### TEXTO DE LEITURA
○ ○ ○ ○ ○ ○ ○
NARRATIVAS DAS DUAS OBRAS

Com o panorama anteriormente montado, é chegado o momento de realizar uma

reunião final das idéias para que cheguemos, enfim, ao que nos é mais útil nesse

trabalho. Tendo em vista um perfil que busque “amarrar” as idéias até aqui expostas

sobre os dois romances, é chegada a hora de realizar uma análise mais comparativa

entre os dois. Começaremos, aqui, por aquela que consideramos a principal parte da

estrutura narrativa, o narrador. Em Eurico, o presbítero, observamos mais de um

enunciador dos fatos que se desenvolvem, no entanto, ambos estão bem separados, de

forma que em nenhum momento da obra podemos dizer que há confusão quanto ao

dono do discurso que narra as ações acontecidas. Isso pode ser observado, por exemplo,

pelo próprio início de cada capítulo. Quando se trata de capítulo a ser narrado pelo

enunciador heterodiegético, temos somente a presença de título, como, por exemplo, “1.

Os visigodos” (Herculano, 2006, p. 15). Já quando se trata de capítulo em que Eurico

será narrador autodiegético, temos título, locais e data de escrita do trecho que se

seguirá, além da adoção de primeira pessoa do discurso: “7. A visão [...] Presbitério.
○ ○ ○ ○ ○ ○ ○
### DADOS FORNECIDOS
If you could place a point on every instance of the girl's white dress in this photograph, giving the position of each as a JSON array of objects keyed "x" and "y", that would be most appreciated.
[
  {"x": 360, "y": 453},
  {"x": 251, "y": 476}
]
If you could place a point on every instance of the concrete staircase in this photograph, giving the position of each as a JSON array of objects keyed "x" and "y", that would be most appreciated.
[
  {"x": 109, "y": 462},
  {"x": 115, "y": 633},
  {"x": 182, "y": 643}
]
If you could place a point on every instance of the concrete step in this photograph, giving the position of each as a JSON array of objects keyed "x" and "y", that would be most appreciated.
○ ○ ○ ○ ○ ○ ○
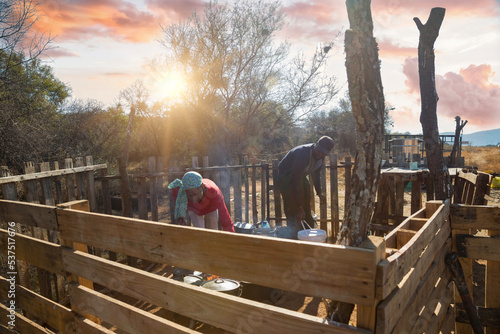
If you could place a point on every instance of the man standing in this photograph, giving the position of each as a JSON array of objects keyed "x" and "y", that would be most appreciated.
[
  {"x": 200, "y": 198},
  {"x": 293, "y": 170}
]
○ ○ ○ ○ ○ ○ ○
### DETALHES DA TAREFA
Devolva, sem nenhuma alteração, o trecho do texto de leitura que vai de "forma que em" até "visão [...] Presbitério.", incluindo essas palavras.

### SOLUÇÃO DA TAREFA
forma que em nenhum momento da obra podemos dizer que há confusão quanto ao

dono do discurso que narra as ações acontecidas. Isso pode ser observado, por exemplo,

pelo próprio início de cada capítulo. Quando se trata de capítulo a ser narrado pelo

enunciador heterodiegético, temos somente a presença de título, como, por exemplo, “1.

Os visigodos” (Herculano, 2006, p. 15). Já quando se trata de capítulo em que Eurico

será narrador autodiegético, temos título, locais e data de escrita do trecho que se

seguirá, além da adoção de primeira pessoa do discurso: “7. A visão [...] Presbitério.